What the task requires: Pick out every row below that contains the string "corrugated" and copy each one in full. The match is case-sensitive.

# # # #

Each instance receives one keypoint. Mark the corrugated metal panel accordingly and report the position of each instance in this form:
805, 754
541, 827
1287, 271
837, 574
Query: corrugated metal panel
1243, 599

# # # #

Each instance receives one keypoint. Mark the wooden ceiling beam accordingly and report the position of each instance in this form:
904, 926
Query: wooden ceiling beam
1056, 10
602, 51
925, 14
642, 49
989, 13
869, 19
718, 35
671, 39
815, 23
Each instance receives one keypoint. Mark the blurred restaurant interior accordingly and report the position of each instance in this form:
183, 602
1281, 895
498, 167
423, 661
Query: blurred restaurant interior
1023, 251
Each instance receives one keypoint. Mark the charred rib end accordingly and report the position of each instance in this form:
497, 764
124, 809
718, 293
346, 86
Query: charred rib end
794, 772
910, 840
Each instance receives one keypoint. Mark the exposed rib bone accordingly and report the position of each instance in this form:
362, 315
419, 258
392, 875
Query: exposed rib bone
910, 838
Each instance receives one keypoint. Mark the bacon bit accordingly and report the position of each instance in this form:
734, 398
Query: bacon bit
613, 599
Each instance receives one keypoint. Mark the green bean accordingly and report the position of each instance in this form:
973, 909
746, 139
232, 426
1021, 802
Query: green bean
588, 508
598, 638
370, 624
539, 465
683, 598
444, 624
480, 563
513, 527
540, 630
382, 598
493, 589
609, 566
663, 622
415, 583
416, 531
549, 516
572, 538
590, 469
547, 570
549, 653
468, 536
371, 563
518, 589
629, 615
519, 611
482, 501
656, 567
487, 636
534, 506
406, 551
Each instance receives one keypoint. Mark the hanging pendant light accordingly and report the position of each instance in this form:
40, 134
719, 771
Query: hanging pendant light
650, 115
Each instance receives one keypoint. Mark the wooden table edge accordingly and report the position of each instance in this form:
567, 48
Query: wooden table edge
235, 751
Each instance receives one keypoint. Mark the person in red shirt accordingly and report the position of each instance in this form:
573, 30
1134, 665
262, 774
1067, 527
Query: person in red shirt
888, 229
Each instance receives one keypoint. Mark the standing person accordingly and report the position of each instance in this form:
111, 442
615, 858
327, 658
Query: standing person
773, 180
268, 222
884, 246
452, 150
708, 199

# # # #

The completed task:
Each instance receives one keypoint. Mark the corrugated metal panel accordingly and report the position of each instance in this form:
Query: corrugated metal panel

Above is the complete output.